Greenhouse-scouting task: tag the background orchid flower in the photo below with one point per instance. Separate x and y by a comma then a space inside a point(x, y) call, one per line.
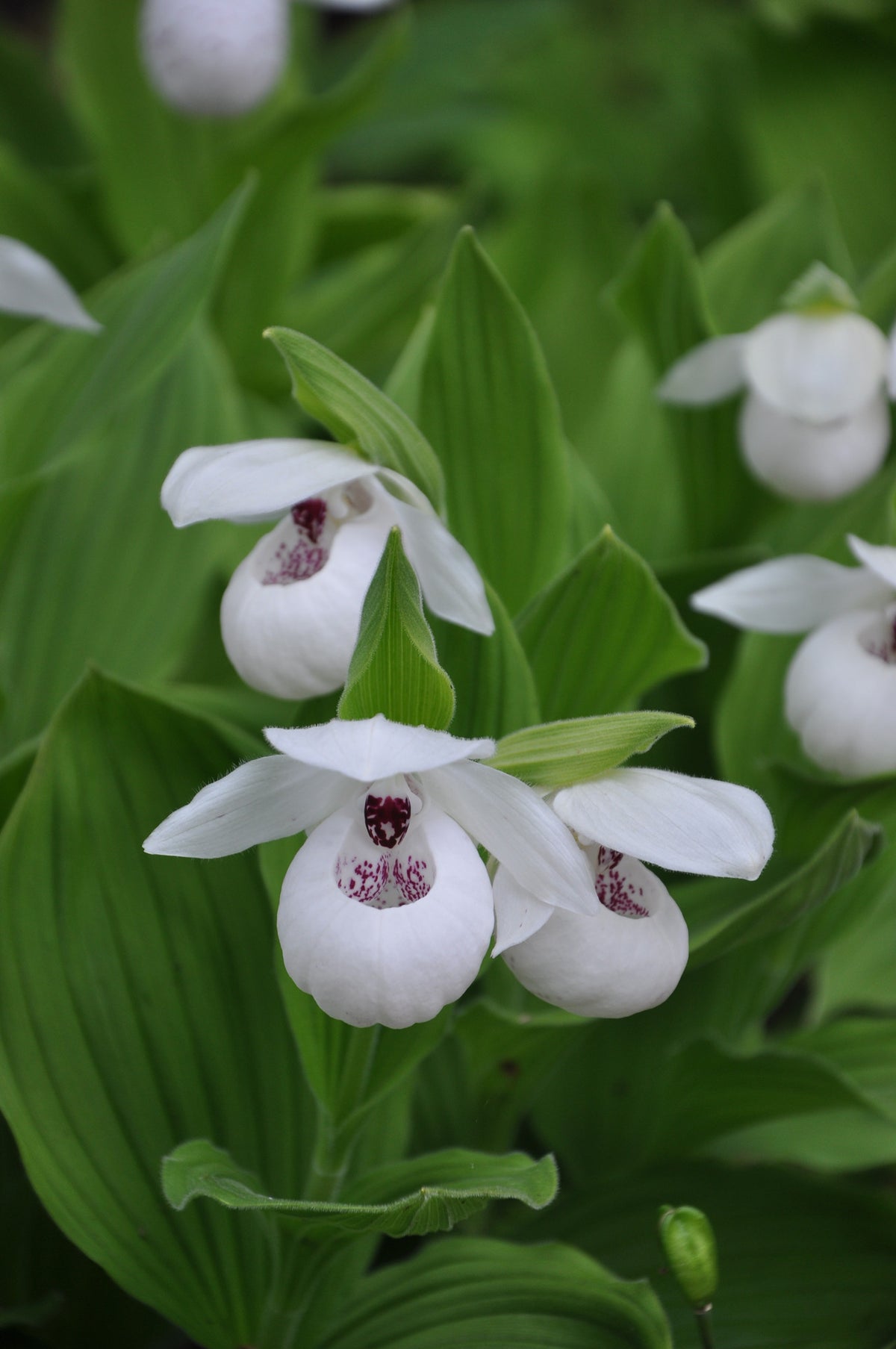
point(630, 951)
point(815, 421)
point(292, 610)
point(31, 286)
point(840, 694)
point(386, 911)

********

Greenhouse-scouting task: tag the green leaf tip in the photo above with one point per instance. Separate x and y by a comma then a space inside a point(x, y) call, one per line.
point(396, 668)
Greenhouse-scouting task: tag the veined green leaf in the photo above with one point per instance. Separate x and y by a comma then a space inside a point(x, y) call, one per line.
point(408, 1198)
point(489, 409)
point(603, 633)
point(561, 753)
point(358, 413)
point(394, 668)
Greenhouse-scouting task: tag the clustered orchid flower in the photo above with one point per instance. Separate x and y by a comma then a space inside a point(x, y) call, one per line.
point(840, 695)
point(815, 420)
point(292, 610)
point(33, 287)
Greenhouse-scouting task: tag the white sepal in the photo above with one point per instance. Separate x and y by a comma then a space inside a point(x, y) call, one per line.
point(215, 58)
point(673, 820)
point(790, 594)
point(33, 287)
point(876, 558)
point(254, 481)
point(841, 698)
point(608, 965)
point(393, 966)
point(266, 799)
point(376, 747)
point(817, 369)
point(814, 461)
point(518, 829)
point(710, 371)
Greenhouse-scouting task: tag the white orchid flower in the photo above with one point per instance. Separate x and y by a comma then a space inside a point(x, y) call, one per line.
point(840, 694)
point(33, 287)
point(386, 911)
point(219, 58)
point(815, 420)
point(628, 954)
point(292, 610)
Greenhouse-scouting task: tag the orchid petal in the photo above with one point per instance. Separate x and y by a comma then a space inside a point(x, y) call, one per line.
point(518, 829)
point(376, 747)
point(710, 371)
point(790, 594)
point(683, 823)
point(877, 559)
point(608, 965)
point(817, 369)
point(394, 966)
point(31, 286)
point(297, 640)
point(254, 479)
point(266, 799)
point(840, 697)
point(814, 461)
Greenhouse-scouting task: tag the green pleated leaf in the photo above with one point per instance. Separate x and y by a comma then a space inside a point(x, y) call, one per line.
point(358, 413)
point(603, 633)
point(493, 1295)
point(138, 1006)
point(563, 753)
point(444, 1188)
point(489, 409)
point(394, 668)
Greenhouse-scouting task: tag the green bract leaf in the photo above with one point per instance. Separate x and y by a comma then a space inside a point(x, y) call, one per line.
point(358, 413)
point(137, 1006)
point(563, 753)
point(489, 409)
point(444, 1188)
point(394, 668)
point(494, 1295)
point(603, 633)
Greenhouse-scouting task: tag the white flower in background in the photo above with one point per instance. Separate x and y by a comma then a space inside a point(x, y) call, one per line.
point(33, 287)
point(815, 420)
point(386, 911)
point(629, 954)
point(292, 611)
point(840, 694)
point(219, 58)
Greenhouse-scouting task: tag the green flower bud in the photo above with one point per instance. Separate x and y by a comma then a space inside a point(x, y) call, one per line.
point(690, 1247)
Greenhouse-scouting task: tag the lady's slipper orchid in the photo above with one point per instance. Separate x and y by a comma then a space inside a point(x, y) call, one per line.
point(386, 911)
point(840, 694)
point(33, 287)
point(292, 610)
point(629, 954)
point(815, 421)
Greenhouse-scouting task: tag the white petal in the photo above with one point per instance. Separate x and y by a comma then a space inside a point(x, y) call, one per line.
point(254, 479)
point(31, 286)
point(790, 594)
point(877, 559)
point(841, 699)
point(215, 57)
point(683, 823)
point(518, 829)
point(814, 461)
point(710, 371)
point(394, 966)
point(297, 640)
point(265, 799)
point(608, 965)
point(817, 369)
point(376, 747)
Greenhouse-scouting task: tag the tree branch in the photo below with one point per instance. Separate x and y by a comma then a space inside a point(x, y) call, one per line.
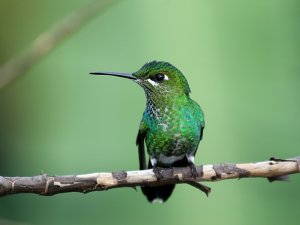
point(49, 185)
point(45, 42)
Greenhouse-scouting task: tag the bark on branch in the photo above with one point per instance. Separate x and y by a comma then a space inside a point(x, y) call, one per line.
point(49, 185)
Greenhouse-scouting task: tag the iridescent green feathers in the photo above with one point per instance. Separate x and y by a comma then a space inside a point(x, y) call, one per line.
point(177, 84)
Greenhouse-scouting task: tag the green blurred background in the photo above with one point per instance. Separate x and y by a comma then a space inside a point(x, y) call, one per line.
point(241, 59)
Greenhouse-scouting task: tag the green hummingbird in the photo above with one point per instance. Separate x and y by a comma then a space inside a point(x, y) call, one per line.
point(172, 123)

********

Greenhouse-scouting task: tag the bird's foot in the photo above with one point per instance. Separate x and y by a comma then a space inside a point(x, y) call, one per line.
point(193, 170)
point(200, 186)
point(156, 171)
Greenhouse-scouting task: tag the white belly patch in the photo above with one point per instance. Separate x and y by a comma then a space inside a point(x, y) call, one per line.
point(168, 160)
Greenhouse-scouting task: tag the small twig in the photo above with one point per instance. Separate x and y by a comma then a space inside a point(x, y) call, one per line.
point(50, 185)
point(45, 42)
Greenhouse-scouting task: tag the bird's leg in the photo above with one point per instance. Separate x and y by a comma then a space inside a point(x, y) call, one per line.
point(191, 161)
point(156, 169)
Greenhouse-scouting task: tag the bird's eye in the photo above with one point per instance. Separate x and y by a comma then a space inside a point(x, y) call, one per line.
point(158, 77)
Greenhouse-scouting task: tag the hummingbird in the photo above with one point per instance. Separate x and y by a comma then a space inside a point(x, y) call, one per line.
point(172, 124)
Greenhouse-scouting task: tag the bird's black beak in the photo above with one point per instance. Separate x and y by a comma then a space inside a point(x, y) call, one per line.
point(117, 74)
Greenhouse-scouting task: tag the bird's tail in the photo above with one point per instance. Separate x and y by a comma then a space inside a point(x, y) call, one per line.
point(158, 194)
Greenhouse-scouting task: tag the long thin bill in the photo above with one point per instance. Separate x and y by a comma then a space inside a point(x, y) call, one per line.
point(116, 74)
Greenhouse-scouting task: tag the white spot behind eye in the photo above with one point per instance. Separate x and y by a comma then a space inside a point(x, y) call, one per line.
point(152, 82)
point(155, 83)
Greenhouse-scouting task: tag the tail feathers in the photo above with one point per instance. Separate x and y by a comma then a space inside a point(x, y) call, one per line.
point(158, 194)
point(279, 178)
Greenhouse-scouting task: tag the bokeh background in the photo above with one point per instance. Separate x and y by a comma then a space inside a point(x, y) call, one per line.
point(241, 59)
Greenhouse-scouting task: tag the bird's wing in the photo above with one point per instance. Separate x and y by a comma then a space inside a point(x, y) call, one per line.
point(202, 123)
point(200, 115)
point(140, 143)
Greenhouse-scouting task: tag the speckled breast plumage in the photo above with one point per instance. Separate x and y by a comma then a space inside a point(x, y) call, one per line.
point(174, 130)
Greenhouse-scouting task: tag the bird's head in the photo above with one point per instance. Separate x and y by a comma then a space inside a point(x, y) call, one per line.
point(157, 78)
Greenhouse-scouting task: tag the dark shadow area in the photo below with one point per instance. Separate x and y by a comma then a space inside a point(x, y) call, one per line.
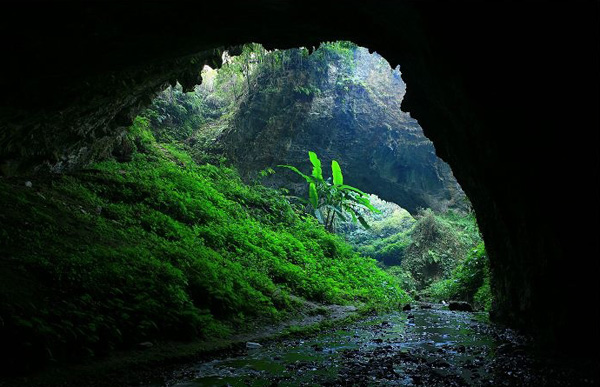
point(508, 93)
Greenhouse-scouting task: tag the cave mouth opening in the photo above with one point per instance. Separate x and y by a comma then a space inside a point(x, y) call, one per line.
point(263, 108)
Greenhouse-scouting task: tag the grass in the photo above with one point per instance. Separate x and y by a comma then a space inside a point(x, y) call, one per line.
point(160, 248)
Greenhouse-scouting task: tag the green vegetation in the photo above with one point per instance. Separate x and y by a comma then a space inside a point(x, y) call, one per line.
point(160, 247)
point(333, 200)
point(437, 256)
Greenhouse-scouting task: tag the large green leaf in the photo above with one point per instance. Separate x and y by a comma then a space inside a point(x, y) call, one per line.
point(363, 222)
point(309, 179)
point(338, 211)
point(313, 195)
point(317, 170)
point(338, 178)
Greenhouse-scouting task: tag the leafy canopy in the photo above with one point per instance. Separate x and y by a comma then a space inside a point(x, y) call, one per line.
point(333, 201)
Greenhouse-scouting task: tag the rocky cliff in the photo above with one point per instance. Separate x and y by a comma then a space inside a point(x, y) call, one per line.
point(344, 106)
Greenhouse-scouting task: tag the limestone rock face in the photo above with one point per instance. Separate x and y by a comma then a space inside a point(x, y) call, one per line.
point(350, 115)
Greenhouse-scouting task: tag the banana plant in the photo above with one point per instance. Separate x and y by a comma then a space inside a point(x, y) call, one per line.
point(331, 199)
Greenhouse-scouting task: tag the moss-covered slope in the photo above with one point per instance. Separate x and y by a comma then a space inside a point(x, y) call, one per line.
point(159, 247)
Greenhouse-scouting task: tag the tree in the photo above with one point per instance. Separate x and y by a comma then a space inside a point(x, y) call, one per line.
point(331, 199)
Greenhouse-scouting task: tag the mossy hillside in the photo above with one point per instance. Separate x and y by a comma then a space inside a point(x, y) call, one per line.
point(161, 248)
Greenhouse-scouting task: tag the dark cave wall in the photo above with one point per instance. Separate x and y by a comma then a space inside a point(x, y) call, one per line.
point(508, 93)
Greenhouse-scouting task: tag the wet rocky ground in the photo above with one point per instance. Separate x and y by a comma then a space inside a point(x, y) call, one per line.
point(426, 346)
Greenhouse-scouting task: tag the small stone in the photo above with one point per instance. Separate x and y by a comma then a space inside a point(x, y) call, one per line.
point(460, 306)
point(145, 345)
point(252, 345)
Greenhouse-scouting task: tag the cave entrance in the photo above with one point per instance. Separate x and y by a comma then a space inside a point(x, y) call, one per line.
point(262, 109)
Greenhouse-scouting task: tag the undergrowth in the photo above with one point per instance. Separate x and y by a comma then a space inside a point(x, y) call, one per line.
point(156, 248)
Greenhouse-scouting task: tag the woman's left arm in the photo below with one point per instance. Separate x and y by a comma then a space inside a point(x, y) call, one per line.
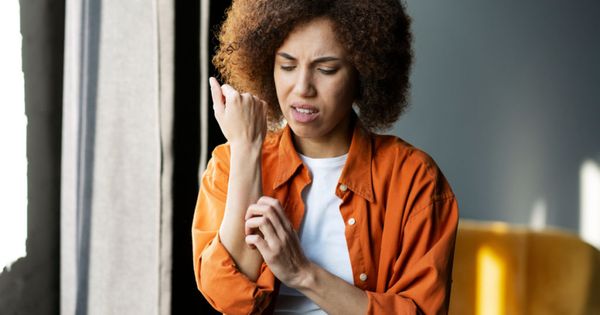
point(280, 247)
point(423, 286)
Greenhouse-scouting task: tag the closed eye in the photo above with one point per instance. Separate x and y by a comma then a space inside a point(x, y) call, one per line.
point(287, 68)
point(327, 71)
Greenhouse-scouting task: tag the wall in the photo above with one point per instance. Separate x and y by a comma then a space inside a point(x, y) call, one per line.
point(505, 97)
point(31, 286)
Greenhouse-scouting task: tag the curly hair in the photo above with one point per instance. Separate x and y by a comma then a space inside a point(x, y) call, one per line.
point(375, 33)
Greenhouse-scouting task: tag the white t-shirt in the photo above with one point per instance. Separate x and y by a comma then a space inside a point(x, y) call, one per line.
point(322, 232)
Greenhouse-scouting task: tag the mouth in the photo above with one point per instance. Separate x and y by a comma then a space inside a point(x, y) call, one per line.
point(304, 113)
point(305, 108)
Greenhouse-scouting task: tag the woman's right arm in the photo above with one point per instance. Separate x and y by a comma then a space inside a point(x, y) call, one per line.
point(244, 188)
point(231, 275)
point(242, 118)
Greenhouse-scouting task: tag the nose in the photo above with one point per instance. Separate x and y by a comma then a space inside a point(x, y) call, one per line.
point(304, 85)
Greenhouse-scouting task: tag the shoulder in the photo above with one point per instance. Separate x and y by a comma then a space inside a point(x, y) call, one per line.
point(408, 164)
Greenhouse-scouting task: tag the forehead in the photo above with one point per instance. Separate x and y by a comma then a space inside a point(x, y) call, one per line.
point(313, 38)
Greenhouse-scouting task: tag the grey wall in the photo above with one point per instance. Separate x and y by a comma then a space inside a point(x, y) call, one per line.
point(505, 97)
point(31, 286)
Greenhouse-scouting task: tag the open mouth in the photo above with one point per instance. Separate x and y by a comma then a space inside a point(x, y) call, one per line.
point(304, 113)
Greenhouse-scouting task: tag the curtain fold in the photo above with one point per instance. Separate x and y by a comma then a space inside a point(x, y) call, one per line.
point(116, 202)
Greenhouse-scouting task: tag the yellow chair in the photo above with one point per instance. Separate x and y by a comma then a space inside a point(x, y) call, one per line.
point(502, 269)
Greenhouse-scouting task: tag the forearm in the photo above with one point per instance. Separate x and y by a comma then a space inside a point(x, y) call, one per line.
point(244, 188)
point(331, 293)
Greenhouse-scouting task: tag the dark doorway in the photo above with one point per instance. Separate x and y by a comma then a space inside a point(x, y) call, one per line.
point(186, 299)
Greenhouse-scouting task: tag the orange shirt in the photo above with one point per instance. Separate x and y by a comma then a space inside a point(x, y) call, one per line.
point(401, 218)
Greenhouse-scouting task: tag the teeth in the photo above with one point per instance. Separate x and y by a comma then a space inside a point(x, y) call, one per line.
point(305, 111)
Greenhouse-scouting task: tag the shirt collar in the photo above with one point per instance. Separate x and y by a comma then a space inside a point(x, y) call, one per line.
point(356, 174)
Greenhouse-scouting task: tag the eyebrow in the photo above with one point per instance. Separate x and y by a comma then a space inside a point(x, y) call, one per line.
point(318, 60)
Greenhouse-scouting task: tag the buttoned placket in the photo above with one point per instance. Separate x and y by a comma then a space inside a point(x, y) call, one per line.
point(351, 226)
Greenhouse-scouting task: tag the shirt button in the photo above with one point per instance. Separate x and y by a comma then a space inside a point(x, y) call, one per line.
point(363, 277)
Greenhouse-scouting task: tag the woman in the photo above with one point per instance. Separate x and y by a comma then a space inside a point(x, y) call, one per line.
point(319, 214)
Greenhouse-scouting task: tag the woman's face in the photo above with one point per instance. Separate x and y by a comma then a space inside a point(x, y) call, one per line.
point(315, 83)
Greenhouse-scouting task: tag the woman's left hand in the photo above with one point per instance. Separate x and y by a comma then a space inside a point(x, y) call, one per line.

********

### Requirement
Replace "hummingbird" with "sunbird" in the records, starting with the line that contains "Greenhouse-scouting task: tag the green blurred" and going on through the line that contains "point(172, 123)". Give only those lines, with nothing else changed.

### Written answer
Greenhouse-scouting task: tag the green blurred background in the photo above with one point per instance. Separate x and y by a comma then a space inside a point(x, y) call, one per line.
point(241, 59)
Greenhouse-scouting task: tag the green sunbird in the photo above with one point per instance. Separate x and y by a comma then a space inside a point(x, y) call, one per line.
point(172, 123)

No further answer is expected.